* BEGIN Records supplied *
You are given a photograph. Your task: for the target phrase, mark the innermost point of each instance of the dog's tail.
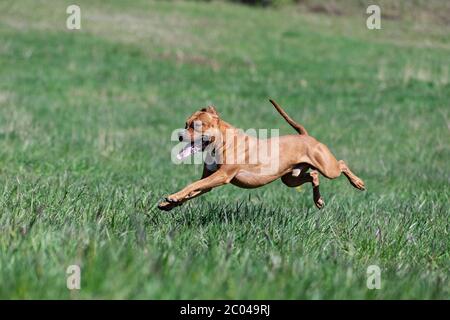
(298, 127)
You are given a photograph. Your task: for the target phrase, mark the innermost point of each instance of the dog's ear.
(211, 110)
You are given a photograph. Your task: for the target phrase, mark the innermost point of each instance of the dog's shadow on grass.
(236, 213)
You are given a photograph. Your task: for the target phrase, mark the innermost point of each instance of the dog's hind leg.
(304, 177)
(325, 162)
(352, 178)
* END Records supplied *
◆ **Exercise instructions**
Print out the material word for word, omitting the pictures.

◆ **Output of the task**
You are given a photograph. Your task: for the target phrase, mark the innermost point of each instance of the dog's tail.
(298, 127)
You are given a photograph. Your task: for the target phrase, mark the innermost point of each instance of the dog's ear.
(211, 110)
You are given a photograph. Your task: for the target phrase, mark the innermost point of each instance of the dog's shadow on grass.
(236, 213)
You are given a photograph. Your task: for the target phrase, mark the innermost point of each instance of the dog's hind leg.
(304, 177)
(325, 162)
(352, 178)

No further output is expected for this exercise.